Aim of the task: Carry on the excerpt about drug treatment after stroke, starting after its final sentence.

Anticoagulants may have a role in patients with vertebral artery dissection, he said. “[Vertebral dissection] is actually quite common as a source of stroke in young people. It's often accompanied by recent neck trauma including a recent spell of vomiting or severe coughing, or having been in a motor vehicle accident and gotten whiplash,” he said.
While there aren't good data on treating vertebral dissection patients, the general rule of thumb is to treat them for a short period of time—for example, 3 months—with anticoagulants, and then switch them to antiplatelets, he said.
Do not use a heparin bridge to anticoagulation in acute stroke, Dr. Josephson added, not even in patients with a high risk of recurrent ischemia and a low risk of hemorrhage. A 2013 study in The Lancet Neurology found no evidence to support it. “We should not use heparin in acute stroke except in very, very rare situations,” he said.
Antiplatelets and other treatment
The 3 options for antiplatelets in secondary stroke prevention are aspirin, clopidogrel (Plavix), and aspirin/dipyridamole (Aggrenox). Multiple trials have shown that the latter 2 are slightly better than aspirin and are basically identical to each other in terms of effectiveness, Dr. Josephson said.
“If someone has a stroke and isn't already on an antiplatelet med, I generally start them on clopidogrel or [aspirin/dipyridamole]. I use a lot more clopidogrel because it's once a day and generic, and because people don't get a headache on it, but either is perfectly acceptable,” he said.
If a patient cannot tolerate either of these medications—”including financially”—then aspirin is a fine alternative, he added. 81 mg is a perfectly acceptable dose and not inferior to 325 mg.
If a person is already on aspirin and has a stroke, switch them to clopidogrel or aspirin/dipyridamole. If he or she has a stroke while on clopidogrel or aspirin/dipyridamole, it's not clear what to do, as there are no data. “I often switch to the one they are not on, thinking they may be intolerant to the first. Do not add a second antiplatelet—there is no current proven benefit in the long term—and do not anticoagulate them,” he said.
Other things to do in acute stroke are to give a high-dose statin to anyone with an LDL cholesterol level higher than 100 mg/dL and to control glucose and fever tightly since both are deleterious in the setting of brain injury. It's also wise to give enoxaparin for deep venous thrombosis prophylaxis, except never within 24 hours of tPA, Dr. Josephson said.

Listed entries:
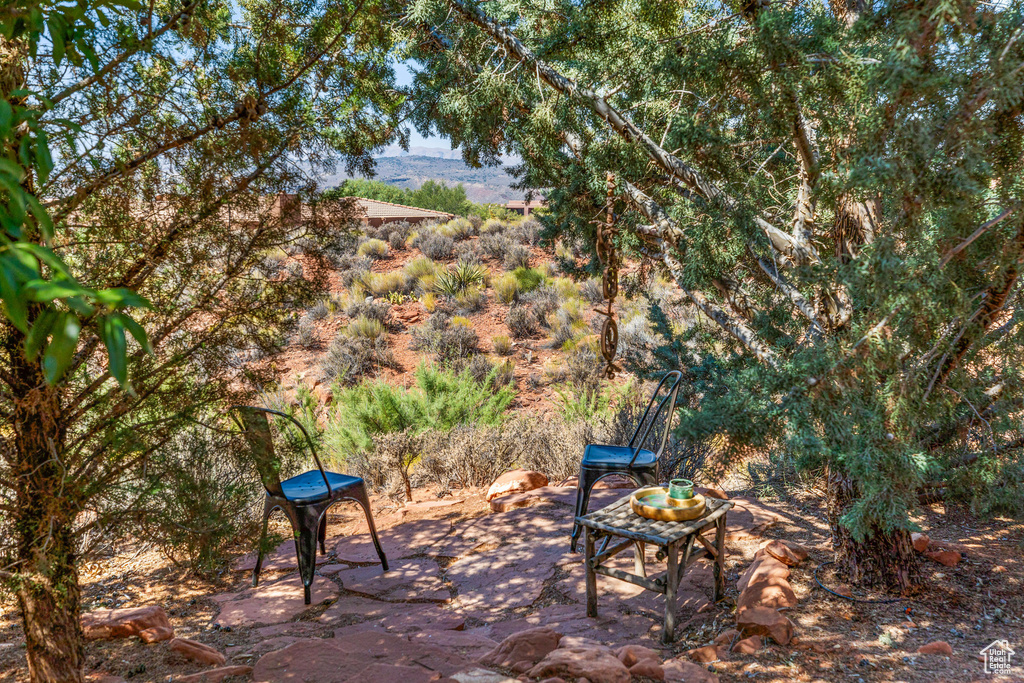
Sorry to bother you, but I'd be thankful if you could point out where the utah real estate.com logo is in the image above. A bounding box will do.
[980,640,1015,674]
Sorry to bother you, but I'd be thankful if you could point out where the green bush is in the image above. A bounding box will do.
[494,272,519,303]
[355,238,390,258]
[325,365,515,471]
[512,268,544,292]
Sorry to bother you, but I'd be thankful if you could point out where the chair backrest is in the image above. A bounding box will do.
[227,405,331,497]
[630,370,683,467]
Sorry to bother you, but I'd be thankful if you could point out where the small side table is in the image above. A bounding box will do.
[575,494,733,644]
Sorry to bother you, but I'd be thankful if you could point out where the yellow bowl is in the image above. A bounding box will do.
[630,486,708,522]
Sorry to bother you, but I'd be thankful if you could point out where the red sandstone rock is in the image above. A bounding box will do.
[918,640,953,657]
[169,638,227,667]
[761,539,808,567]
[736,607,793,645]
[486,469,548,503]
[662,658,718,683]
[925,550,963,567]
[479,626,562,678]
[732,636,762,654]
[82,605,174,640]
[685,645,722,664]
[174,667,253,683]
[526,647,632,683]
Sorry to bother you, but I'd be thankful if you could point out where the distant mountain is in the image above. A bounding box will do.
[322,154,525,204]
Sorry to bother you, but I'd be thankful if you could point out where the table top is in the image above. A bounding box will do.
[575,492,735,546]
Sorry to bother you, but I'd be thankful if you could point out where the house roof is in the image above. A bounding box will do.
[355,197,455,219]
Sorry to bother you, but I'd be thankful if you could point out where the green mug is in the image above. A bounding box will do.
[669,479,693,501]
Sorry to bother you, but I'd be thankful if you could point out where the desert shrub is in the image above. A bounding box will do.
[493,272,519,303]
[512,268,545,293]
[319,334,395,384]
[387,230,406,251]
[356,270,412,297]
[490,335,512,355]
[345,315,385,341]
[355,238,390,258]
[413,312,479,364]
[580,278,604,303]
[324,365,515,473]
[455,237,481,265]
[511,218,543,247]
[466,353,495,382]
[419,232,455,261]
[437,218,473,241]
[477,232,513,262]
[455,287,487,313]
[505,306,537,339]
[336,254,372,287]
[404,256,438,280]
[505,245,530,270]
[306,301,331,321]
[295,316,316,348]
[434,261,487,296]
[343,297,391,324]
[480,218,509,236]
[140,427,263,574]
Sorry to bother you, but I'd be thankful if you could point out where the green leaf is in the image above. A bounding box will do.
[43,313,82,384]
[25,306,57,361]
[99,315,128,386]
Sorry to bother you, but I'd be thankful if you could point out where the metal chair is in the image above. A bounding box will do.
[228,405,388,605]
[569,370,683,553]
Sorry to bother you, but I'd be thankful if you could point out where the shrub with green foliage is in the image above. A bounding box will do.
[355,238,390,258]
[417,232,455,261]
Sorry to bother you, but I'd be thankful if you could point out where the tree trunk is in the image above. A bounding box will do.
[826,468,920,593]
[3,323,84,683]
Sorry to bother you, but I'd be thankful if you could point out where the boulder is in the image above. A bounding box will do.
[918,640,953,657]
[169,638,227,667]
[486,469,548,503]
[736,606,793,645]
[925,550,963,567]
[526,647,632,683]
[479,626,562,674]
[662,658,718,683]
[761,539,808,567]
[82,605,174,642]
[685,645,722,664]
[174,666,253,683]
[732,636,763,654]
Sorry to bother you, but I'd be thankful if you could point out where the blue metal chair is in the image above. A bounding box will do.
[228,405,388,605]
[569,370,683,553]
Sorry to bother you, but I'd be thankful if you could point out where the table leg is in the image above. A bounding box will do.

* * *

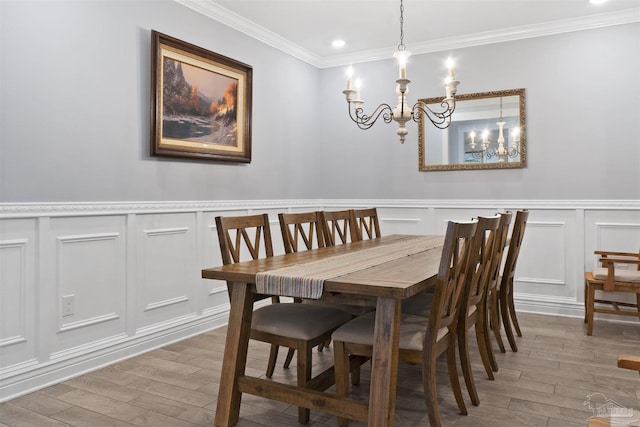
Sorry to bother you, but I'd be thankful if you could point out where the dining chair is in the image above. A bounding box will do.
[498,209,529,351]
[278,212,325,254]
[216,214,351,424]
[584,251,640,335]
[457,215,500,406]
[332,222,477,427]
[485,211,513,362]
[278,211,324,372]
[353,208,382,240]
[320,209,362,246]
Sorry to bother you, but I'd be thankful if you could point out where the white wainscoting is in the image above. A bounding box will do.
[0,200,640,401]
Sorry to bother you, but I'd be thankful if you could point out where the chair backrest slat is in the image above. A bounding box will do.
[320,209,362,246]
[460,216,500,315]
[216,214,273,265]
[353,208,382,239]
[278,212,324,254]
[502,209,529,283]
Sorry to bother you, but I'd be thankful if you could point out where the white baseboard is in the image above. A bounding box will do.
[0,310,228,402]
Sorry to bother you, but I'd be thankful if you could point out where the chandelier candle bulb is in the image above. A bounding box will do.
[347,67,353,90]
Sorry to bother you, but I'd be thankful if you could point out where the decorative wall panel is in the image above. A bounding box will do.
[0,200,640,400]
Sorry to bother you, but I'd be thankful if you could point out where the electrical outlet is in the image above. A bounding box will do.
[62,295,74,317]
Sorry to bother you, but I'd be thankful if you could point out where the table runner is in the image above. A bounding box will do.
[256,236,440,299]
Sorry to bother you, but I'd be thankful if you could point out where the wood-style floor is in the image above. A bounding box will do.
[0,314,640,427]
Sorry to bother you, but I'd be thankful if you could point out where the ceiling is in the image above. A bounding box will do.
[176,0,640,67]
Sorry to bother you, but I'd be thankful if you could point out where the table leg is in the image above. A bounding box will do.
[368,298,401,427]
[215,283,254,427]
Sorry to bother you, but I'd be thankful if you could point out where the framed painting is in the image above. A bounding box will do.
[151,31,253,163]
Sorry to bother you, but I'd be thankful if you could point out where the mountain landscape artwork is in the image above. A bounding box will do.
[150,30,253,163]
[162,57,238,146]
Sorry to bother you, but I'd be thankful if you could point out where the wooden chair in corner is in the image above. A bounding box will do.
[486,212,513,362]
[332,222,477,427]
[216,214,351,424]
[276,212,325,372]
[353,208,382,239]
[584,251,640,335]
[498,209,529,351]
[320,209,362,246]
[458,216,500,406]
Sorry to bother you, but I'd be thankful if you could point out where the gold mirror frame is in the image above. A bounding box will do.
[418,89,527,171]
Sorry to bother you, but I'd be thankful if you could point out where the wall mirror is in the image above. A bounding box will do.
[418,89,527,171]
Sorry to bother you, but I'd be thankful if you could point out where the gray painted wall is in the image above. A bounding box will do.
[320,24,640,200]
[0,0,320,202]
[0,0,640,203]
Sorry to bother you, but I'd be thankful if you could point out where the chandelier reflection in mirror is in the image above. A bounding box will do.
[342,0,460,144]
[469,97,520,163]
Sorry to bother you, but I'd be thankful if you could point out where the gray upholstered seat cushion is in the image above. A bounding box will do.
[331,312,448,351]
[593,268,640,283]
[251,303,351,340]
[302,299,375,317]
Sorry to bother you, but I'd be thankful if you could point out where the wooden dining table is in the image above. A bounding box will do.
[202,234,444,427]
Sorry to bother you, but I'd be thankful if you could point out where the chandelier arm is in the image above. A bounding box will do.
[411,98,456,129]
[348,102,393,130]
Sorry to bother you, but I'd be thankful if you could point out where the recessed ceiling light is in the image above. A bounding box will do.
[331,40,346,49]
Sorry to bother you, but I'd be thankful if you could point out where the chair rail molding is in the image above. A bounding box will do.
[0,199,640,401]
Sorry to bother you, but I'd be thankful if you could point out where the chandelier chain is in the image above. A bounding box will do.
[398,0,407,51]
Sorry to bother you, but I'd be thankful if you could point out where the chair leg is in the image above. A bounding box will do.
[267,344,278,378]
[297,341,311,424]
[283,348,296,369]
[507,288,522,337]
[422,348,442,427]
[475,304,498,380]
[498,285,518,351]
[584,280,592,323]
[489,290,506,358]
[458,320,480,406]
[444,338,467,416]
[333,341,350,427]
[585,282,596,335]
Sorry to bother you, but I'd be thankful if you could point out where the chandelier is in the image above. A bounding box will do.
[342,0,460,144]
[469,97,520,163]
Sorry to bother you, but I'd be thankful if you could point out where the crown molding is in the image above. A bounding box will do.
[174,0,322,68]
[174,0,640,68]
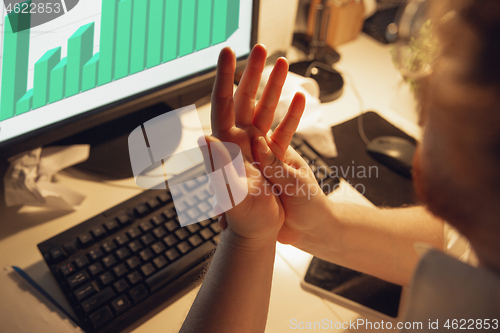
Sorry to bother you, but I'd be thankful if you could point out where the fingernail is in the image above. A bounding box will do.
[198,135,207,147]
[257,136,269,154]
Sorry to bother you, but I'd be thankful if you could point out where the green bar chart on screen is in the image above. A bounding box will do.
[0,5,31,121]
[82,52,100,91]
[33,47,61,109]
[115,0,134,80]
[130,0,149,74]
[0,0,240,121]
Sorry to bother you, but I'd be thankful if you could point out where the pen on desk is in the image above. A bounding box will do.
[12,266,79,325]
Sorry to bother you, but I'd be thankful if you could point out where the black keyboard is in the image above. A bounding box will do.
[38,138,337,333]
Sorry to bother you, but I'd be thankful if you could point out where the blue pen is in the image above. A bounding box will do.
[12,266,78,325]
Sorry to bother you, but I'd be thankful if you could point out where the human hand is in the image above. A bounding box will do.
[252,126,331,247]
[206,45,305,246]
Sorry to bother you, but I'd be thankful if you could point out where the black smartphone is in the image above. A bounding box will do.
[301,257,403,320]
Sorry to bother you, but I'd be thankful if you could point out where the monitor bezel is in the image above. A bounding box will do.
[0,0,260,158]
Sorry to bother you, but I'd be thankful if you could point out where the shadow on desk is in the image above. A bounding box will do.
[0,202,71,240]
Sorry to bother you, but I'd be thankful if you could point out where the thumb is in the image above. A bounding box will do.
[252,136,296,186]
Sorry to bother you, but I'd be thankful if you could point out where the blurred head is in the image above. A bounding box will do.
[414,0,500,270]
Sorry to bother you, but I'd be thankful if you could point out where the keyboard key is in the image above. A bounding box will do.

* * *

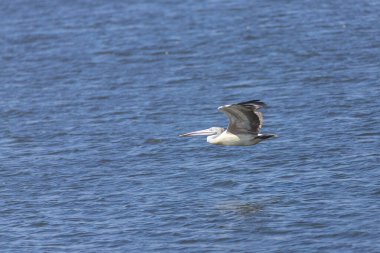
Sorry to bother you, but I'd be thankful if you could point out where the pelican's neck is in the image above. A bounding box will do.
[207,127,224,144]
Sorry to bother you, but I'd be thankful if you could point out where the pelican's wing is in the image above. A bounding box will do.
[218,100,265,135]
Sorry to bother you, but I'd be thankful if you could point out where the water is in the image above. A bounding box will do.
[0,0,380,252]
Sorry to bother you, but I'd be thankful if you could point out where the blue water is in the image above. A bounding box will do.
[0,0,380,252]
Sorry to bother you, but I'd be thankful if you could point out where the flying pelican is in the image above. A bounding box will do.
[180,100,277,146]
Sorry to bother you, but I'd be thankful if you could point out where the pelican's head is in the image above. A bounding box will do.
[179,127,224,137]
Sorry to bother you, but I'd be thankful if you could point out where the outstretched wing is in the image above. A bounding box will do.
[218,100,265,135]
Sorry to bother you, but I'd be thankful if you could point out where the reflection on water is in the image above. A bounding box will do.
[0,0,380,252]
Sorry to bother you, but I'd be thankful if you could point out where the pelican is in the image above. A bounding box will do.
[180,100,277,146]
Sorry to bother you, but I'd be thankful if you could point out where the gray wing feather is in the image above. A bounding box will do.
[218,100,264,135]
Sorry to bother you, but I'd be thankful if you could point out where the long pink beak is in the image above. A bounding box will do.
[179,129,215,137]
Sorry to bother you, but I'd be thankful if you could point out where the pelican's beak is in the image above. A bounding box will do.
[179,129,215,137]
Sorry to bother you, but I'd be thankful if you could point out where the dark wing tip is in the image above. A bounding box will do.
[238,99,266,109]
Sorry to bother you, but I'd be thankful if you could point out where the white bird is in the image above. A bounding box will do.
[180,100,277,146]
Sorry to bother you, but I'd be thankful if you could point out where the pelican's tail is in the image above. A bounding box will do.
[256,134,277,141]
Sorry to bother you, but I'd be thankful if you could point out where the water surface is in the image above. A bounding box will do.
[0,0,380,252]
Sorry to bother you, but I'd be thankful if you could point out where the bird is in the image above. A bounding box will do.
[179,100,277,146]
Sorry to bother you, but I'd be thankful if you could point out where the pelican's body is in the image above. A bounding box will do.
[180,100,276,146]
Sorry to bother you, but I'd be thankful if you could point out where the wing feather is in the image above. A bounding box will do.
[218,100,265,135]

Output for this exercise:
One common mistake is to lower blood pressure unnecessarily in stroke patients, he added. National guidelines say to lower blood pressure in the setting of ischemic stroke only if the pressure is above 220 mm Hg systolic—a strategy called “permissive hypertension” except if tPA is given, where lower targets are recommended for the first 24 hours. “Remember, the higher the blood pressure [the more] blood flow is getting to areas of the brain that are starved and ischemic, but not yet infarcted,” he said.
When to stop permissive hypertension is controversial, and there are no good data on the subject, Dr. Josephson said. “At our place, we start a medication about 72 hours after the stroke or before discharge. We aim for normotension in the next month or so, using thiazides and [angiotensin-converting enzyme] inhibitors as our preferential drugs,” he said.
A word about TIAs
If a patient has a transient ischemic attack (TIA), perform exactly the same workup as you would for a stroke, and try to do it quickly, within 48 hours, Dr. Josephson said.
“Multiple trials show that if you take a person with TIA and quickly do everything—start them on an antiplatelet, perform an echo, look at the carotids, look for afib—you can reduce the risk of subsequent stroke by 75% to 80%,” he said.
The workup can be done either in the hospital or as an outpatient, if possible. “If you have the capability to get these done as an outpatient, great, but don't tell your patients to follow up with a primary care physician in a week or two to get all this done,” he said. “There is a high risk of recurrent events with TIA, and you have an opportunity to help these folks if you act quickly.”